##### Stored data

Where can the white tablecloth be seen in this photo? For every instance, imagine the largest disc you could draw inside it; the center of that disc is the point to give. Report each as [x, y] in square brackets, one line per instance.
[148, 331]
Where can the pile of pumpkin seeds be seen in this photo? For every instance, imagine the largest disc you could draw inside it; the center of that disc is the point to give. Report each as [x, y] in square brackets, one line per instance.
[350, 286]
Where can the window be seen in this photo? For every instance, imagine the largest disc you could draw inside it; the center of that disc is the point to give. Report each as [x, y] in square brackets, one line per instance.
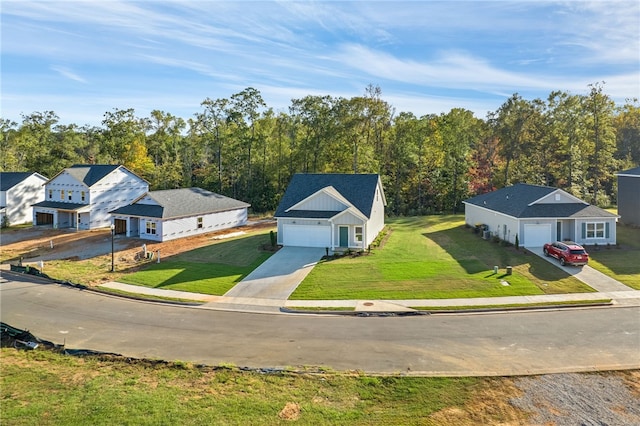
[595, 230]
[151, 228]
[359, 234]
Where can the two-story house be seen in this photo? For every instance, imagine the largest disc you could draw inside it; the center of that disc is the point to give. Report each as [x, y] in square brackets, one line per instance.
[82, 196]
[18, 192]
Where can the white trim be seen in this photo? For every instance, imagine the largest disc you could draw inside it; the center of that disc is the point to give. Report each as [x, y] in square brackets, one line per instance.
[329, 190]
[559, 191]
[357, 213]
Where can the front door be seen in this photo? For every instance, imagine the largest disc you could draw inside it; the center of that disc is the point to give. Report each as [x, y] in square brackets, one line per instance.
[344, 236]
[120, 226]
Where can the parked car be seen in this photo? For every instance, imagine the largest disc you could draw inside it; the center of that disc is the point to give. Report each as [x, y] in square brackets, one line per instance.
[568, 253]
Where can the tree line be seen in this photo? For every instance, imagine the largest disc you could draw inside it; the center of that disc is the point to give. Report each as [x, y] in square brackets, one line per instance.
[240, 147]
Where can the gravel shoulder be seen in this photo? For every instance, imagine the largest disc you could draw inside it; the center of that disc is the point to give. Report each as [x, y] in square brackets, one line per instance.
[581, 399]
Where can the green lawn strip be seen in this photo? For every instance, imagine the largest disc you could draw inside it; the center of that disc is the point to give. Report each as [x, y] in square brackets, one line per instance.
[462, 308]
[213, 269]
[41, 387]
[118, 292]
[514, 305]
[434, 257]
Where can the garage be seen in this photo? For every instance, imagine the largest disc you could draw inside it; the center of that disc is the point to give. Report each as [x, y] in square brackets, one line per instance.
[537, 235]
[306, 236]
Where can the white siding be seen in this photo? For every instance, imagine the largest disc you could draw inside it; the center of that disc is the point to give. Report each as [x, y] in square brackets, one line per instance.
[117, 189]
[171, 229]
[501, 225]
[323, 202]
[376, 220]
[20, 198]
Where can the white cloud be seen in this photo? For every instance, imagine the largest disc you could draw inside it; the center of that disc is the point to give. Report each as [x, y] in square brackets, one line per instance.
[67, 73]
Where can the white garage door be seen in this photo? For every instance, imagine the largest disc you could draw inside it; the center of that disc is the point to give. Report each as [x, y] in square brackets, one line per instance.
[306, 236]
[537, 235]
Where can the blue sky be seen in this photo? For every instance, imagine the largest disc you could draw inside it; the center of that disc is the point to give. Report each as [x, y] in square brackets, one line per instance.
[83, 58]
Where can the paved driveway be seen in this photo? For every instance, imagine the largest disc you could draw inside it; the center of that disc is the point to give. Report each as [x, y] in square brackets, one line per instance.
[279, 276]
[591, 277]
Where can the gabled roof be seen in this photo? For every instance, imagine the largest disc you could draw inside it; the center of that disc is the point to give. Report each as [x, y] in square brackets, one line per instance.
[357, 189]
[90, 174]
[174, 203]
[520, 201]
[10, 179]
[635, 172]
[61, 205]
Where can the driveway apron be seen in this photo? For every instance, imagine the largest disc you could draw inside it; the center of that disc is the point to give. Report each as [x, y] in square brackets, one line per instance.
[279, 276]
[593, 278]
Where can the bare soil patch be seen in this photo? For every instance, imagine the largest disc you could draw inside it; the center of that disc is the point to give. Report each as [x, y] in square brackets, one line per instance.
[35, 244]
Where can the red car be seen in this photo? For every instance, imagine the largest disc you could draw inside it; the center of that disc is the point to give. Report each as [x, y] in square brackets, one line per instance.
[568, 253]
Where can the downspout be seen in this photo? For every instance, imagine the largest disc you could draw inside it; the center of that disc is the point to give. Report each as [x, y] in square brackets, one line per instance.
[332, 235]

##########
##### Stored data

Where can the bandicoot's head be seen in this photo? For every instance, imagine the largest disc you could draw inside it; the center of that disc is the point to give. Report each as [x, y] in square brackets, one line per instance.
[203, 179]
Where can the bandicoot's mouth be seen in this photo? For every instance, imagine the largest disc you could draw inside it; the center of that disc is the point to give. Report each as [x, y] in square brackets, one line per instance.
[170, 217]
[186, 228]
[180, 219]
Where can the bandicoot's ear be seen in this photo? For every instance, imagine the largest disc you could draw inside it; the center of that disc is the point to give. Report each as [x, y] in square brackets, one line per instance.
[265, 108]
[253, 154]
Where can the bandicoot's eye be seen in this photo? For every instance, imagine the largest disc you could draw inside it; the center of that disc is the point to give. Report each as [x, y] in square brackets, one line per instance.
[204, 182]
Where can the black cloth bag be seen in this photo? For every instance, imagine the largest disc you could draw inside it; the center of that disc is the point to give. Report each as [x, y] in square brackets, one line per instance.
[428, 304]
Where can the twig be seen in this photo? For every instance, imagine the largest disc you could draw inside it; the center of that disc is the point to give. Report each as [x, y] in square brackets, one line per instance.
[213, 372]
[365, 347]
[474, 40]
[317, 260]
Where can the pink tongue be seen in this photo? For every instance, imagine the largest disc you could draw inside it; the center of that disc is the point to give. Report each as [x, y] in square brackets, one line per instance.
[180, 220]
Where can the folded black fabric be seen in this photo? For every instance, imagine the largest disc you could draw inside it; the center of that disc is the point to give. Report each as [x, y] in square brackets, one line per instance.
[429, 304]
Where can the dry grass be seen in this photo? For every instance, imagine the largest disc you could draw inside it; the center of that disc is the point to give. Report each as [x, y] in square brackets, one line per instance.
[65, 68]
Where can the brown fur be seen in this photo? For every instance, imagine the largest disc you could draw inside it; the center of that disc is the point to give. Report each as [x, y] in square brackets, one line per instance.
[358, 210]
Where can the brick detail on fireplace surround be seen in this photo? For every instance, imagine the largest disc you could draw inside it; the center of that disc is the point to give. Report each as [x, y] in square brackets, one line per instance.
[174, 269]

##########
##### Stored data

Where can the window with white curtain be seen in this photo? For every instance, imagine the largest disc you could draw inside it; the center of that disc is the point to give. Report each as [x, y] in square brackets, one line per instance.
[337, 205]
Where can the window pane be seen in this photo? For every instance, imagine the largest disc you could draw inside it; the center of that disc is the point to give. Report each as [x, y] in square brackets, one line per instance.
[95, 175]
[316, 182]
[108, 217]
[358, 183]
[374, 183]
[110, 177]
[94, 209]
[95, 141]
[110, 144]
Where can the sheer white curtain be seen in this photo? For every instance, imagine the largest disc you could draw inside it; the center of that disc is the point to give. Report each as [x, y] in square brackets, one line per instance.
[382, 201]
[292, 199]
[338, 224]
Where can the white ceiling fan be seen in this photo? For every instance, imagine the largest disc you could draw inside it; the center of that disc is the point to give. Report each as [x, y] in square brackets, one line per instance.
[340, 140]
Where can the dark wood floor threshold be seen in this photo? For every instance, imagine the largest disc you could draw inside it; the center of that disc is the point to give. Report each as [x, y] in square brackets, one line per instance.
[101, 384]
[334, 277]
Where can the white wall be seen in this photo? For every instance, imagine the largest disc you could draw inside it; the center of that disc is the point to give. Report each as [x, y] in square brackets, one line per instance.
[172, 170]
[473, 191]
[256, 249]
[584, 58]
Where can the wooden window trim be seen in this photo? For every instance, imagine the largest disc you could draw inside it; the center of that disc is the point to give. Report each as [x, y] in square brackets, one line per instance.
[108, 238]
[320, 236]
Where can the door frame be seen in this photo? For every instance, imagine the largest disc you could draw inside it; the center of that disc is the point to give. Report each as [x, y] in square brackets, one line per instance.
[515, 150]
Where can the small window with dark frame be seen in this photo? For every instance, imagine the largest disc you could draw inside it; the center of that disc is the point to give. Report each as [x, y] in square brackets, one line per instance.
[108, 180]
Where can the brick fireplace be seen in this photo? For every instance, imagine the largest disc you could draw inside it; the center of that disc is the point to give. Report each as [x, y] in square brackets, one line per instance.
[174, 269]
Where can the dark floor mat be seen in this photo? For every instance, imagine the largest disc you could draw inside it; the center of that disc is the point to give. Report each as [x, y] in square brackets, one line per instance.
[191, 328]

##########

(Your instructions) Which lines in the items above contain the string "with"? Pick out each of those lines in full. Case counts.

(Solution below)
Where can the window with white curtain be seen in this photo? For every instance, imagine the largest disc you could draw inside it; the center of that disc is the point to give. Report each as [x, y] in square brackets, one line per instance.
Where can the small window with dark frame be seen in this photo? For every instance, imagine the largest disc you could draw inside it; the center of that disc is the point to give. Report each as [x, y] in square brackets, one line per instance.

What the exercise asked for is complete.